*** Extract

Autism
- Discipline: Psychiatry
- Language: English
- Edited by: Sue Fletcher-Watson

Publication details
- History: 1997–present
- Publisher: SAGE Publications
- Frequency: 8/year
- Open access: Hybrid
- Impact factor: 6.684 (2021)

Standard abbreviations
- ISO 4: Autism

Indexing
- ISSN: 1362-3613 (print) 1461-7005 (web)
- LCCN: 97641074
- OCLC no.: 41550873

Links
- Journal homepage; Online access; Online archive;

= Autism (journal) =

Academic journal for autism research

Autism is a peer-reviewed academic journal covering research on autism. It is published eight times a year by SAGE Publications in association with the National Autistic Society. The journal was established in 1997 and the editor-in-chief is Sue Fletcher-Watson (University of Edinburgh).

The cover originally contained a puzzle piece but this was removed in 2018 after the journal decided that it evoked a negative public perception.

==Editors-in-chief==
The following persons are or have been editor-in-chief:
- Rita Jordan (University of Birmingham, 1997–2006)
- Patricia Howlin (Institute of Psychiatry, 1997–2007)
- Dermot M. Bowler (City, University of London, 2006–2012)
- David Mandell (University of Pennsylvania School of Medicine, 2012–2022)
- Sue Fletcher-Watson (University of Edinburgh, 2022–present)

==Abstracting and indexing==
The journal is abstracted and indexed in:

- CINAHL
- CSA databases
- Current Contents/Social and Behavioral Sciences
- EBSCO databases
- Education Resources Information Center
- Embase
- FRANCIS
- Index Medicus/MEDLINE/PubMed
- PASCAL
- ProQuest databases
- PsycINFO
- Social Sciences Citation Index
- Scopus

According to the Journal Citation Reports, the journal has a 2021 impact factor of 6.684.

******
*** Supplied material

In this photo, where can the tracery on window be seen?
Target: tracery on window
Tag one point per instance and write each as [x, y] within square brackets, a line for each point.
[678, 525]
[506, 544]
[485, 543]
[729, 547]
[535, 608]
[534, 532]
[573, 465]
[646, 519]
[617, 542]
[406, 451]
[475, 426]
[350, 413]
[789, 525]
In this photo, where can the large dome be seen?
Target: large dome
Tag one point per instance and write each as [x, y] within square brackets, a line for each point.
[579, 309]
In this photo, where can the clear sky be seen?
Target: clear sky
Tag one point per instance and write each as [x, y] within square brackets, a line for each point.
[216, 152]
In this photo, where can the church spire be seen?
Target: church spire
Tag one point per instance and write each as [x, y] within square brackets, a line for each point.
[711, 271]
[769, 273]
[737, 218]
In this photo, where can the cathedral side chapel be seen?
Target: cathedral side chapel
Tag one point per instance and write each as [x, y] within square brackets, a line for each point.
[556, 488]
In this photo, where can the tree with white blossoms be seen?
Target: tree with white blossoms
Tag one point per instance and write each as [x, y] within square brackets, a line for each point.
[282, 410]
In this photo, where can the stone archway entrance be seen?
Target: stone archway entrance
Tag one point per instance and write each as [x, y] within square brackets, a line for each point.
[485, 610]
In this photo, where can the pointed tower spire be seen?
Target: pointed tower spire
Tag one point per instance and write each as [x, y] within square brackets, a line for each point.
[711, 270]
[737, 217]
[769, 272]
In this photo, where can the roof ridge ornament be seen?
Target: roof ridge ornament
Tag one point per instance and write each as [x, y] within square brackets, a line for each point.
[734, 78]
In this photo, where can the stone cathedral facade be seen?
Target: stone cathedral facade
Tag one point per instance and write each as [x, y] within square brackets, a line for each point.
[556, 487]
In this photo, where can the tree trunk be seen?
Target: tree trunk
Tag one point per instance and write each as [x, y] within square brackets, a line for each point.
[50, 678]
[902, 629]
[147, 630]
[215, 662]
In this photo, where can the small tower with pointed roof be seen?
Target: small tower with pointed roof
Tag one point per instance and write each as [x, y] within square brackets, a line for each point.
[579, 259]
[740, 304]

******

Task details:
Copy the stretch of the article on the journal Autism from "- Patricia Howlin" through "of Edinburgh, 2022–present)", swapping "Institute of Psychiatry" for "King's College London".

Answer box:
- Patricia Howlin (King's College London, 1997–2007)
- Dermot M. Bowler (City, University of London, 2006–2012)
- David Mandell (University of Pennsylvania School of Medicine, 2012–2022)
- Sue Fletcher-Watson (University of Edinburgh, 2022–present)